• _TRY IT_
Your answer should consist only of the lines below from the one with "target | black leather shoe" through the one with "sample | x=104, y=264", copied exactly.

• _Image-grounded pointing data_
= Beginning of Section =

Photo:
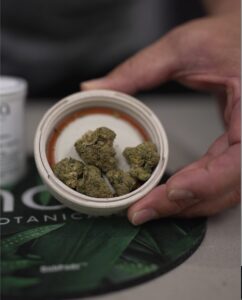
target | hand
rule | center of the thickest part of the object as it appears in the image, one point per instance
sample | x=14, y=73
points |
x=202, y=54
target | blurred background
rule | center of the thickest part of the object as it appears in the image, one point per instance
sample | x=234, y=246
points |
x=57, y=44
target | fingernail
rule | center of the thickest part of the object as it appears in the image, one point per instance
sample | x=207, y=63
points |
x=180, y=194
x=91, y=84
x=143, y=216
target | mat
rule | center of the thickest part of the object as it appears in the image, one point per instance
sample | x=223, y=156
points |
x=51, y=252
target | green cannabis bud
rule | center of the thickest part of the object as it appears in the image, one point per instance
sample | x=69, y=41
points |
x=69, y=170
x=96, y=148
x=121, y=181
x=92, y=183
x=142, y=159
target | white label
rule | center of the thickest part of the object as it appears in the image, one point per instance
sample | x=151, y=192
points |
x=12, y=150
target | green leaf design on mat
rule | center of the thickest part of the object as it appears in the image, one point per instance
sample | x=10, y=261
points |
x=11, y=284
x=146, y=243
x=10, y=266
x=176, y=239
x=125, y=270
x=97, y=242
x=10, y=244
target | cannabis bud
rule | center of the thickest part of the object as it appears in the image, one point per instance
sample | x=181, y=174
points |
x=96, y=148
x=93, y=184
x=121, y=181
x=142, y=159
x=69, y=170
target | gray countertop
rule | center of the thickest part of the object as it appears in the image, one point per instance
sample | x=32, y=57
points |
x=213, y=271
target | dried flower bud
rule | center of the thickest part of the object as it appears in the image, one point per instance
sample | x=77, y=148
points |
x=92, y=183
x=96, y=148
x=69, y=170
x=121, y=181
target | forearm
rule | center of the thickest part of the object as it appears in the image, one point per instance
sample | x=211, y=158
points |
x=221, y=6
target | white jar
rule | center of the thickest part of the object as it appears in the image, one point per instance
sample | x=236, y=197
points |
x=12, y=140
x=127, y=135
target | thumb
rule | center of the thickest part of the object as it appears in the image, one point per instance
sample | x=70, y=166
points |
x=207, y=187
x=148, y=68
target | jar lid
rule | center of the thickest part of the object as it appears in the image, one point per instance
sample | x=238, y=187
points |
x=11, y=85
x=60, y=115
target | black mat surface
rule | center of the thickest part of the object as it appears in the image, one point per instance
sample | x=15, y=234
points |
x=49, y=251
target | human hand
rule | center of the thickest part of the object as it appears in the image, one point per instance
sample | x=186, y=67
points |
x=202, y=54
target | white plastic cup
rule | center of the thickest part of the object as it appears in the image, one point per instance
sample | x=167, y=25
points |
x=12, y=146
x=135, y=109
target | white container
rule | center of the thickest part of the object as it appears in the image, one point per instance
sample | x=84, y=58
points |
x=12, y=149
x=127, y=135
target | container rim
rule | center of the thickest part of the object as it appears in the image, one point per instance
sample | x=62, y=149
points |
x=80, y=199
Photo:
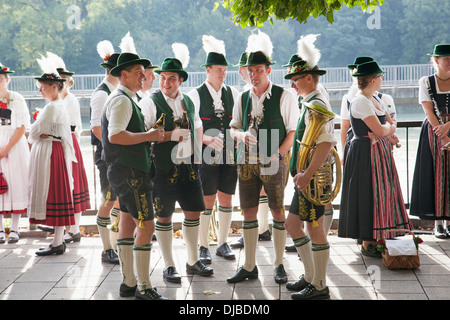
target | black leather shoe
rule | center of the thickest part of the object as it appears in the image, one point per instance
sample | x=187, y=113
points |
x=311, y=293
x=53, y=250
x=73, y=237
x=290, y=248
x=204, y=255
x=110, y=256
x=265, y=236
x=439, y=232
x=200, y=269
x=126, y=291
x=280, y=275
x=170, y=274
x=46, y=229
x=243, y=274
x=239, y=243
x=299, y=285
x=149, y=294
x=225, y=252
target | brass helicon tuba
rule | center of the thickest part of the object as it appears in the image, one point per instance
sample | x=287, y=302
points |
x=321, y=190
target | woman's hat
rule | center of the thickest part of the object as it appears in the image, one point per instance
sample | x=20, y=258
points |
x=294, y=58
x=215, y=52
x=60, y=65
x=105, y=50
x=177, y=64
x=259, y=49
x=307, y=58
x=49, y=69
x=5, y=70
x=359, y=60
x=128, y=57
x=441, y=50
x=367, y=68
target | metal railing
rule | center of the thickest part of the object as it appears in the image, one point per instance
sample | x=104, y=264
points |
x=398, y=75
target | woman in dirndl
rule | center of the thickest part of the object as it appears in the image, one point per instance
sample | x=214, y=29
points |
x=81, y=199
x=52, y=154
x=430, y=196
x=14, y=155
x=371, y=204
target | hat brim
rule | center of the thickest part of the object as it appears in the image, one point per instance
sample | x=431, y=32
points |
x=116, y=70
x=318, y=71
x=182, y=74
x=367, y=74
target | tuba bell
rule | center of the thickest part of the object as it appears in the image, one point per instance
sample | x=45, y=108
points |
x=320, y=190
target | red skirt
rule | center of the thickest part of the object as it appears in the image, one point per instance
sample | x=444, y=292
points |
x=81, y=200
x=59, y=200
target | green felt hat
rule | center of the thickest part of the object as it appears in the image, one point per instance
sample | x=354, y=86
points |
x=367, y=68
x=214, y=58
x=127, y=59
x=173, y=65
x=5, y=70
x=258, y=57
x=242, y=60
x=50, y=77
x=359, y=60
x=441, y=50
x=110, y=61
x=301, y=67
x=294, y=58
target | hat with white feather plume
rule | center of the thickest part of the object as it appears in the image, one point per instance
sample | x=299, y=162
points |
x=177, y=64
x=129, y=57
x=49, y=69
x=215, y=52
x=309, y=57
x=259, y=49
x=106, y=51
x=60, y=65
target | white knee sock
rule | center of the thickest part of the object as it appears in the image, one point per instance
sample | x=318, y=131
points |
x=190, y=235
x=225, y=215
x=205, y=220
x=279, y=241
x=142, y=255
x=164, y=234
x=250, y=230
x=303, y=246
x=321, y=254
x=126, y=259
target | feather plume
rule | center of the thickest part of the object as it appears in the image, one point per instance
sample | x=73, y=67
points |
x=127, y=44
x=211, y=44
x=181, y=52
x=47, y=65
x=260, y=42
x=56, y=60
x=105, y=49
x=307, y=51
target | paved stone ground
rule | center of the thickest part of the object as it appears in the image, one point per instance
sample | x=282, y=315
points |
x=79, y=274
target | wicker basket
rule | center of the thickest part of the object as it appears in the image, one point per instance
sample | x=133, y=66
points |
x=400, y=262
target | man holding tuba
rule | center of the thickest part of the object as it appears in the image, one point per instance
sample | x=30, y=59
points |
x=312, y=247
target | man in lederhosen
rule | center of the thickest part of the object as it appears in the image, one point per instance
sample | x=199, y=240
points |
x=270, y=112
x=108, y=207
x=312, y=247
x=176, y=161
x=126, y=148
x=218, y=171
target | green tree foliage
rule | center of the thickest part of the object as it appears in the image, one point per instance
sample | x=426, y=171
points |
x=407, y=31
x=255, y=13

= End of Section =

• _ANSWER SPACE_
target | black leather shoe
rule | center of the thickest part of the object as it appears in the image, one point per instance
sample | x=187, y=113
points |
x=311, y=293
x=53, y=250
x=73, y=237
x=290, y=248
x=204, y=255
x=110, y=256
x=265, y=236
x=439, y=232
x=200, y=269
x=126, y=291
x=280, y=275
x=170, y=274
x=46, y=229
x=243, y=274
x=239, y=243
x=299, y=285
x=149, y=294
x=225, y=252
target | brass helicon tuba
rule | center of the thickest part of the object as it appears in the image, one point per instance
sample | x=287, y=302
points |
x=321, y=190
target | woman's hat
rule | center of the thickest part of the object as it appears in the image, one point per instance
sample | x=20, y=258
points |
x=294, y=58
x=215, y=52
x=60, y=65
x=105, y=50
x=177, y=64
x=259, y=49
x=307, y=58
x=49, y=69
x=5, y=70
x=359, y=60
x=128, y=57
x=441, y=50
x=367, y=68
target | metal railing
rule | center of the thickest part of the object as it appears in the image, one point per instance
sample | x=104, y=264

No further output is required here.